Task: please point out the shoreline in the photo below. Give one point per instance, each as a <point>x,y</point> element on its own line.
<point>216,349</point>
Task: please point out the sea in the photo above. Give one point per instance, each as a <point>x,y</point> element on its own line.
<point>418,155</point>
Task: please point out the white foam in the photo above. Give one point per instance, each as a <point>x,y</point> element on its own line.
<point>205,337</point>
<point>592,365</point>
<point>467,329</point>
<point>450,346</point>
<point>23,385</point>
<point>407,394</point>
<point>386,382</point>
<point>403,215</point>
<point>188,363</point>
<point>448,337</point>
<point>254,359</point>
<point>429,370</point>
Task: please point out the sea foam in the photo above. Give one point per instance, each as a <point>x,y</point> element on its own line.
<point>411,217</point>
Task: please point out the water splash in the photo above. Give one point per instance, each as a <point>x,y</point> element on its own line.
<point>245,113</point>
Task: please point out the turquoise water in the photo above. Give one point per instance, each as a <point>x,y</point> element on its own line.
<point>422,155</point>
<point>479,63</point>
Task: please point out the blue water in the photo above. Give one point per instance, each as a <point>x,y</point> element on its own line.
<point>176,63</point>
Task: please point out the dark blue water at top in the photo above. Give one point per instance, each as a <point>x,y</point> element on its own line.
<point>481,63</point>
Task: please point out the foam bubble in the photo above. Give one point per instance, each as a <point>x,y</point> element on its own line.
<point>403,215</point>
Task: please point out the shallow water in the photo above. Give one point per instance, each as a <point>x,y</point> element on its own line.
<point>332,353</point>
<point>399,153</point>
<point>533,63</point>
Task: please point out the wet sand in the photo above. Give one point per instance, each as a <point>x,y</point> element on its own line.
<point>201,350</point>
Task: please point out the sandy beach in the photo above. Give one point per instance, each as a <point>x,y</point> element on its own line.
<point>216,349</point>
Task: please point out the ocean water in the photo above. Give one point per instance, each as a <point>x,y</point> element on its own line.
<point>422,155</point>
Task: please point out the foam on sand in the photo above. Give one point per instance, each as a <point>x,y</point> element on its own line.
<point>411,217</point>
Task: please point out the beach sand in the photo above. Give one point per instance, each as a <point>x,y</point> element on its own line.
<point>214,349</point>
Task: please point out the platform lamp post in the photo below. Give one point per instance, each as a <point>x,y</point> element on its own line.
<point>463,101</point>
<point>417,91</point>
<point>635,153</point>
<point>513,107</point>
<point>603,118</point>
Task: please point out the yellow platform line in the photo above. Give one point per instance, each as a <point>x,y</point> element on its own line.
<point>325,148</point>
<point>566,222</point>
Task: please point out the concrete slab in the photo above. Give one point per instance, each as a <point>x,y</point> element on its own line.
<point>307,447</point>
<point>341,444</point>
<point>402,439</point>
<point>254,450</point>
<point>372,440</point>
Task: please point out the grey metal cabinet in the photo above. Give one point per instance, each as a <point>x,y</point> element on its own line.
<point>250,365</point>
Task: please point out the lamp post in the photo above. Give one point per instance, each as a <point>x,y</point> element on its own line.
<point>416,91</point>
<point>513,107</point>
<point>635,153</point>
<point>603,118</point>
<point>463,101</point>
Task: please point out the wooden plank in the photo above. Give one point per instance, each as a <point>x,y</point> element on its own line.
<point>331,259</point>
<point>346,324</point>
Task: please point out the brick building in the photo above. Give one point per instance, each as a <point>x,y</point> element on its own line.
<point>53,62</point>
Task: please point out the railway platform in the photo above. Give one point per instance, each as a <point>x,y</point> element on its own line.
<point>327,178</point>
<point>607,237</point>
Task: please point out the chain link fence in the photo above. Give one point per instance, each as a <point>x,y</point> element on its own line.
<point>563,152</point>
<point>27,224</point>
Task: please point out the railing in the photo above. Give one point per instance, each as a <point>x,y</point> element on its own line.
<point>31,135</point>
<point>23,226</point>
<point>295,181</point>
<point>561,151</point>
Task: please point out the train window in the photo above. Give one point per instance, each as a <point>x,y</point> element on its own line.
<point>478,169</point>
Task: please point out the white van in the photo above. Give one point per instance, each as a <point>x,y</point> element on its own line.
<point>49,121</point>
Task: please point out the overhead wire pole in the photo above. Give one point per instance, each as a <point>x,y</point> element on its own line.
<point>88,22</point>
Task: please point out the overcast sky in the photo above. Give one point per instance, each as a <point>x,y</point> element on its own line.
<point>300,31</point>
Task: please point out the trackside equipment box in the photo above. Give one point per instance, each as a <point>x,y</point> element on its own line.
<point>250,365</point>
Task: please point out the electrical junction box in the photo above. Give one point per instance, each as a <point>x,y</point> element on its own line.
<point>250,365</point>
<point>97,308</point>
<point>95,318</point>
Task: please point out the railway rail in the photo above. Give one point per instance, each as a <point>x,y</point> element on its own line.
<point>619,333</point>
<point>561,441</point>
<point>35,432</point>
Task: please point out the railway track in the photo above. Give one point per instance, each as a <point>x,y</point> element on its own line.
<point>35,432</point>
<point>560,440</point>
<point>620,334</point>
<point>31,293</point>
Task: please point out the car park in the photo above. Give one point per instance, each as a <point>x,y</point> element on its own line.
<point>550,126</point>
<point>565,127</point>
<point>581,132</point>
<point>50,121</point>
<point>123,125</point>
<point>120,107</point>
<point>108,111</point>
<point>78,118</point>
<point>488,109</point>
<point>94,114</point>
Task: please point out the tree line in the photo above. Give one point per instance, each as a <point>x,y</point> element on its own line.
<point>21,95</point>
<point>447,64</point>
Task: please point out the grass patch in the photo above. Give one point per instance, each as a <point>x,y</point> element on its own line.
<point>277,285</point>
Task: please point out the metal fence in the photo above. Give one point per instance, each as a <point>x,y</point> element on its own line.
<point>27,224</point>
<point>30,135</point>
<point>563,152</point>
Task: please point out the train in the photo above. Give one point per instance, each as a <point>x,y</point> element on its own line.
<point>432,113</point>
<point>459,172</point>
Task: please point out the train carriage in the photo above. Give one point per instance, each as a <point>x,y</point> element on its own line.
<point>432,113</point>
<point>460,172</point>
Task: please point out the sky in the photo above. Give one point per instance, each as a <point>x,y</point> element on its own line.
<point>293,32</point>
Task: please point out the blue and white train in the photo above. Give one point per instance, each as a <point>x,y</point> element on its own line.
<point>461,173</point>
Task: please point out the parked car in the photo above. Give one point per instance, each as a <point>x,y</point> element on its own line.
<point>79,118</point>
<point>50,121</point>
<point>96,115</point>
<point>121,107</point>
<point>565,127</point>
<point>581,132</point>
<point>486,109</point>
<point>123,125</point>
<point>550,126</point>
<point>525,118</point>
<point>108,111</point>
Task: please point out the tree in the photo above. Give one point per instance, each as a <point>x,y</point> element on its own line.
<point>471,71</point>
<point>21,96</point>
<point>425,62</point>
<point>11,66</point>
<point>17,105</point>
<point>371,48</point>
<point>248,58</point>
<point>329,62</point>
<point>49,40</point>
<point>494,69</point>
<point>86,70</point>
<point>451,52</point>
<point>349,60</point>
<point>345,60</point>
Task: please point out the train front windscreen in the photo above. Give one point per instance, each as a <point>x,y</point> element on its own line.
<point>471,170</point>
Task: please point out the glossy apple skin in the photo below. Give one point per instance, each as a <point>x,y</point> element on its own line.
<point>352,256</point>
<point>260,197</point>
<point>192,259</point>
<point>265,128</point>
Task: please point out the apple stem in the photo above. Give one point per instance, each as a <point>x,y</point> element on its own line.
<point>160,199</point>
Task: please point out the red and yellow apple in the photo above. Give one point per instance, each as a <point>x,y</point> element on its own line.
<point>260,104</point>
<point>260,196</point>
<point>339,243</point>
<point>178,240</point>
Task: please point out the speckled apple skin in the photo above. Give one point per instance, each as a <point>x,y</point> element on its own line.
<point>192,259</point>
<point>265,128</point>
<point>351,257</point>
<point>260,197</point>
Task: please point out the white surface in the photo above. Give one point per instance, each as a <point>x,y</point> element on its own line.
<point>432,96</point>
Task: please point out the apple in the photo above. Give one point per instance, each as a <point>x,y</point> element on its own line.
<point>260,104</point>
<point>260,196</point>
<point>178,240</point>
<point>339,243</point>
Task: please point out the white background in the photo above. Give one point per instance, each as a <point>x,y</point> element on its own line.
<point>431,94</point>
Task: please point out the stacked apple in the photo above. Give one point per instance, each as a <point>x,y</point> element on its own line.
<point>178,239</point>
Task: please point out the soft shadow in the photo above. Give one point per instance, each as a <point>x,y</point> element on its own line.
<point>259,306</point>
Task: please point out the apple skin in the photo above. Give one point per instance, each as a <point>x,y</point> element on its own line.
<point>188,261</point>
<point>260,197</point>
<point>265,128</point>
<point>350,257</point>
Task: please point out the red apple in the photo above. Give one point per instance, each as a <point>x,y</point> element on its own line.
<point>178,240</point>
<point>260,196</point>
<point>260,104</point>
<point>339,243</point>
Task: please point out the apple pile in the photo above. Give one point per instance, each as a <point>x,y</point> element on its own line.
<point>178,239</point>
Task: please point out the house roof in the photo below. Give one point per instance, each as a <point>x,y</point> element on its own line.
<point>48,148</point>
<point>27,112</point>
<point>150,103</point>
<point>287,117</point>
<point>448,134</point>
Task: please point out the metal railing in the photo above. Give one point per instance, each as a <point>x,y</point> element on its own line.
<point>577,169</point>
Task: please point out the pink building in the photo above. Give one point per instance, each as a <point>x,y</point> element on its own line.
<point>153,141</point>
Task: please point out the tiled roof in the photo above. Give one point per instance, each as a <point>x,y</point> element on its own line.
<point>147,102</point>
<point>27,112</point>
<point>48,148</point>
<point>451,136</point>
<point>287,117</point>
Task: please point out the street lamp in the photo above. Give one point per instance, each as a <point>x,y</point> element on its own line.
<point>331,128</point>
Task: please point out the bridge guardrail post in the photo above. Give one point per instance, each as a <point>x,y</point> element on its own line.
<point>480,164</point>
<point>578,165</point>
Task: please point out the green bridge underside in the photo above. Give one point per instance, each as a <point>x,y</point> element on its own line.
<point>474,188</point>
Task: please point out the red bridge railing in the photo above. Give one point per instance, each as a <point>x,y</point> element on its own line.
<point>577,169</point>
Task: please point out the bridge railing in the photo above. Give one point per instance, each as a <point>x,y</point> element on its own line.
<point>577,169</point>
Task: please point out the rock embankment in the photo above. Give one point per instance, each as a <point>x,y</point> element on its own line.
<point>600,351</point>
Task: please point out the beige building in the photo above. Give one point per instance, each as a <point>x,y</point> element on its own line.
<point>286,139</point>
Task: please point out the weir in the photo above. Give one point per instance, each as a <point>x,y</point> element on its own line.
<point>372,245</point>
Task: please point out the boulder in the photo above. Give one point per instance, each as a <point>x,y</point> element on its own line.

• _Required work_:
From the line holding "Task: please point out the rock" down to the last line of the records above, restate each line exactly as written.

• _Answer to the problem_:
Task: please point out the rock embankment in the photo above. Give one point per instance, each as a <point>x,y</point> element on its own line.
<point>600,351</point>
Task: please point out the beige building in the photo above. Give one point per instance, each as a <point>x,y</point> element on its own line.
<point>286,139</point>
Task: please point out the weir in the photo above. Give one point per instance, each as a <point>x,y</point> element on its own line.
<point>372,245</point>
Task: please point out the boulder in the photo above. Give one point per instance, each as a <point>x,y</point> element on its own line.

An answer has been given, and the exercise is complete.